*** Exercise input Section Begins ***

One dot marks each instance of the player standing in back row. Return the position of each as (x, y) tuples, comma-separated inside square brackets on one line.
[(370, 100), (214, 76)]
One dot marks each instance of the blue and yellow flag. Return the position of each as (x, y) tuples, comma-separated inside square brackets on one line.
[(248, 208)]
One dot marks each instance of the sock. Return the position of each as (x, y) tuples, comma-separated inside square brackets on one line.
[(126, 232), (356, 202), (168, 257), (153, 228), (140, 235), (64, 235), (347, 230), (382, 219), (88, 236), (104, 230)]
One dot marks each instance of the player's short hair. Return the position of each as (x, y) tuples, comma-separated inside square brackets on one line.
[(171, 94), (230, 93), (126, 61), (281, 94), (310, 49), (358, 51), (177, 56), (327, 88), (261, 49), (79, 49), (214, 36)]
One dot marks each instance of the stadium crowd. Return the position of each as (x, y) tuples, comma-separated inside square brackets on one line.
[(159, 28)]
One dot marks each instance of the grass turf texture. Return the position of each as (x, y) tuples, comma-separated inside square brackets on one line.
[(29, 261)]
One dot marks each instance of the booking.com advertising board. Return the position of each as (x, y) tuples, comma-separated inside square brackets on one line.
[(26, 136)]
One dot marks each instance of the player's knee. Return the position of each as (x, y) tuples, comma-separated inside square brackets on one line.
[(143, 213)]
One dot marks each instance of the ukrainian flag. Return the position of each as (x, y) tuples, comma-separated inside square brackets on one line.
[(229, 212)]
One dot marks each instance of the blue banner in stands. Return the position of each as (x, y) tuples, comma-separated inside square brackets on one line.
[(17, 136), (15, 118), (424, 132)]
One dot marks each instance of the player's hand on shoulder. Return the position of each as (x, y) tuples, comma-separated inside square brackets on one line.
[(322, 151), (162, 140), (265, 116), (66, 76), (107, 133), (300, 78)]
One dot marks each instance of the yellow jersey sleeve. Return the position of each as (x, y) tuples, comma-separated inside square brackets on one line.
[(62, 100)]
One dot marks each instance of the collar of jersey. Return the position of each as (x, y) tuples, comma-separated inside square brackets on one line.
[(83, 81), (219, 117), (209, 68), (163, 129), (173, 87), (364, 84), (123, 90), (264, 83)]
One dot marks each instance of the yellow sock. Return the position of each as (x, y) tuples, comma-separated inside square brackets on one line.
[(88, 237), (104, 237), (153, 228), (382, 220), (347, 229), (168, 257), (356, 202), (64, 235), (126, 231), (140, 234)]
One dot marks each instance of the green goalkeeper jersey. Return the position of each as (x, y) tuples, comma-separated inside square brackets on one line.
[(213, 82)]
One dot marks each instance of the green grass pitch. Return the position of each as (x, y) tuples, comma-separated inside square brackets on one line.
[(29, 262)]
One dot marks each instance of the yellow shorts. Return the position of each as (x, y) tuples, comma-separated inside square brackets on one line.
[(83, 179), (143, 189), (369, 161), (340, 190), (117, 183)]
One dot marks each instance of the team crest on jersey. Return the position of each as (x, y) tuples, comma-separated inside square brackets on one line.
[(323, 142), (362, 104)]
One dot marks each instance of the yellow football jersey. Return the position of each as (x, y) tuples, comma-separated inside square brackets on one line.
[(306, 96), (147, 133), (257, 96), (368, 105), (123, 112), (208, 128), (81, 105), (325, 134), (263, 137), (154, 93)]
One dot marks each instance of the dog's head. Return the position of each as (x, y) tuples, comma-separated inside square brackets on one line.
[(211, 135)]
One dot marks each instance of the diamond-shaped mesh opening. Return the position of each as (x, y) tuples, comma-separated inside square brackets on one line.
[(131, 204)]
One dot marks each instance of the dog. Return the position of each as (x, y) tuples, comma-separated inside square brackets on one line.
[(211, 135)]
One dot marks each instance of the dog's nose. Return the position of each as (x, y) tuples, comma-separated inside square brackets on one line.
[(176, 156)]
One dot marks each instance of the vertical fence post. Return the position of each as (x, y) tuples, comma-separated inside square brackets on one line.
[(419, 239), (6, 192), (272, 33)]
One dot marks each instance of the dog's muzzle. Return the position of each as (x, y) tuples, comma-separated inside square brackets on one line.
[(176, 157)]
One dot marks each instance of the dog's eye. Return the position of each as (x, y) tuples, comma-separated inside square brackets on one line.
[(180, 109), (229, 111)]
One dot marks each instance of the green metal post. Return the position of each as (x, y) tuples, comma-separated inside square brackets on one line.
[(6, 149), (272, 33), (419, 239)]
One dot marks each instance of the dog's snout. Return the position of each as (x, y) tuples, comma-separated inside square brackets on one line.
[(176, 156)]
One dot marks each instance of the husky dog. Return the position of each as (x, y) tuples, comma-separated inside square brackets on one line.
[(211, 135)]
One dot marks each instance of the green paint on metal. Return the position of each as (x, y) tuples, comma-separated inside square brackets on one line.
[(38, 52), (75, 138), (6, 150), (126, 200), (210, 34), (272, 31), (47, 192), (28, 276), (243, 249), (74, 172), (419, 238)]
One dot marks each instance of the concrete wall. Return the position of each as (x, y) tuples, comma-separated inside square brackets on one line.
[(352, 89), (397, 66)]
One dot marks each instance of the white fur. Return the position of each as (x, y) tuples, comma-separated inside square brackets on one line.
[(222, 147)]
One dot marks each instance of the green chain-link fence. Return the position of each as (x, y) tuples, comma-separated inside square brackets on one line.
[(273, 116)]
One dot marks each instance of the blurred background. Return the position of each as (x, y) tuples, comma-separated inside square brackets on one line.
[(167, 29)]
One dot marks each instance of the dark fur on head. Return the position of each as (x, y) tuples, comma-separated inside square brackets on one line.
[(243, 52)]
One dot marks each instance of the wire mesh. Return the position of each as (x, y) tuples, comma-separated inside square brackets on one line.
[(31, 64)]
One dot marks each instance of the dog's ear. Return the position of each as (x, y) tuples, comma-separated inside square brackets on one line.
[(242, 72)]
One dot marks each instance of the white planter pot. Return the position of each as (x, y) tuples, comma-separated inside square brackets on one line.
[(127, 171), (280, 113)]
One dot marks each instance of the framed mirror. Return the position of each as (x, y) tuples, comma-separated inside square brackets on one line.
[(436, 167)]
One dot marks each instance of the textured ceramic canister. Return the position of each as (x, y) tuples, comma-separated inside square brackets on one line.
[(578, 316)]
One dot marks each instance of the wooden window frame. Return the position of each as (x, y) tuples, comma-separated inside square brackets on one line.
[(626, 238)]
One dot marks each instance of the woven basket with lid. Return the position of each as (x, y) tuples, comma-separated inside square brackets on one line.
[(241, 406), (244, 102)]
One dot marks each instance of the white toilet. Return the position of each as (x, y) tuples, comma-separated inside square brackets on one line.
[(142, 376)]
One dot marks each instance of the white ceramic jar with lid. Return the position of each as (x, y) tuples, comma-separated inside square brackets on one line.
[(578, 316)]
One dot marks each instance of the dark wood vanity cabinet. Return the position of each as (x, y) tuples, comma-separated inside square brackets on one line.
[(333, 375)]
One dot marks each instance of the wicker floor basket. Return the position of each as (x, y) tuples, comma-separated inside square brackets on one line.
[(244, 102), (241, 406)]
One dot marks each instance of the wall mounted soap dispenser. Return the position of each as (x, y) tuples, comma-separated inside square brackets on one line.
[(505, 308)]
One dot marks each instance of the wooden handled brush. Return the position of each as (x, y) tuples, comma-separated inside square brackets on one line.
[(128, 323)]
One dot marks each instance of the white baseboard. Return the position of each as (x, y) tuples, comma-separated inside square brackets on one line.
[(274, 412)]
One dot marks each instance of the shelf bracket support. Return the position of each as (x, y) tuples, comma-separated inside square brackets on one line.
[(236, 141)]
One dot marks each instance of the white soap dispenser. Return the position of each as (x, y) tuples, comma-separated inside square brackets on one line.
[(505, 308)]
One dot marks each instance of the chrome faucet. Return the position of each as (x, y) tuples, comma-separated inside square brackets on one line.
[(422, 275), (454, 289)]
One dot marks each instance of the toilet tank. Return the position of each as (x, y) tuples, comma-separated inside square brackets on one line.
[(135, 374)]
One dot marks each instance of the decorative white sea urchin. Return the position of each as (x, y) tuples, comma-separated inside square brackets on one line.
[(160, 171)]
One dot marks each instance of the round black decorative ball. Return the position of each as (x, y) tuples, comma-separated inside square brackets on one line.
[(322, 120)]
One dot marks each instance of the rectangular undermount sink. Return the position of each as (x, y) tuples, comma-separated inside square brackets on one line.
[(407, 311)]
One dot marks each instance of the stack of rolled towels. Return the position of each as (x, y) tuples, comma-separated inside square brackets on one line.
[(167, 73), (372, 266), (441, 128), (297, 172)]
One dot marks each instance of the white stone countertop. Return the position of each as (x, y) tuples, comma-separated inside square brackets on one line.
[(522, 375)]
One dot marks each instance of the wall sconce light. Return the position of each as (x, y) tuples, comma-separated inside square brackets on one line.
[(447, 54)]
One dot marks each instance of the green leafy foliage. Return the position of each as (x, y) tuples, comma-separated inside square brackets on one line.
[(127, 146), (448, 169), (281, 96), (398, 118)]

*** Exercise input Section Ends ***

Problem to work on: Give an exact reproduction of the lines from the one with "One dot marks each instance of the white stone" to the final line of the entries, including both.

Exercise result:
One dot marks each instance of the white stone countertop. Return the position of each as (x, y) tuples, comma-separated inside square brackets on one line.
[(522, 375)]
One dot marks each instance of the wall sconce light. Return the position of each as (x, y) tuples, comma-separated inside square brackets on one line.
[(447, 54)]
One dot marks each instance of the green leafy foliage. Return the position of each as (x, y) tuples, comma-separated inside square brackets on one line.
[(127, 146), (448, 169), (281, 96), (398, 118)]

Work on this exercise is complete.